Stated exercise >> Scale the rows below by rewriting every line, requests included. In the answers only, multiply each path coordinate and viewBox number by 2.1 and round it to a whole number, with halves rounded up. Leave the requests and their format samples unchanged, and leave out the pictures.

Listing >>
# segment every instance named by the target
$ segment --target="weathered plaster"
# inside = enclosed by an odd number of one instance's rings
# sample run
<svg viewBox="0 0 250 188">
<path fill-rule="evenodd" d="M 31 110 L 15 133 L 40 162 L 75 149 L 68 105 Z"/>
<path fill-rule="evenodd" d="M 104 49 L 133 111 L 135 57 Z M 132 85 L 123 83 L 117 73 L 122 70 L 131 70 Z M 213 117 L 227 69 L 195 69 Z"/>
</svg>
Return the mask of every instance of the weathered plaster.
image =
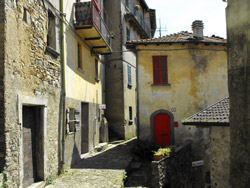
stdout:
<svg viewBox="0 0 250 188">
<path fill-rule="evenodd" d="M 171 145 L 174 145 L 174 115 L 167 110 L 161 109 L 161 110 L 157 110 L 154 113 L 151 114 L 150 116 L 150 137 L 151 137 L 151 142 L 154 143 L 154 117 L 157 114 L 167 114 L 170 117 L 170 143 Z M 140 134 L 140 133 L 139 133 Z"/>
</svg>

Correct answer >>
# segment every instance named by the target
$ segment --target="weathered plaster"
# inside = enclosed by an odd number of one instance's rings
# sample run
<svg viewBox="0 0 250 188">
<path fill-rule="evenodd" d="M 31 110 L 15 133 L 40 162 L 75 149 L 68 105 Z"/>
<path fill-rule="evenodd" d="M 104 49 L 133 111 L 135 57 Z M 132 85 L 123 83 L 117 73 L 122 70 L 131 70 Z M 213 117 L 227 69 L 195 69 Z"/>
</svg>
Return the mask of every instance of the weathered plaster.
image =
stdout:
<svg viewBox="0 0 525 395">
<path fill-rule="evenodd" d="M 359 305 L 365 305 L 365 242 L 351 231 L 338 229 L 338 231 L 330 231 L 323 237 L 317 239 L 315 244 L 315 288 L 317 288 L 317 298 L 323 300 L 323 246 L 330 239 L 351 239 L 357 246 L 357 300 Z M 294 281 L 294 279 L 292 279 Z"/>
</svg>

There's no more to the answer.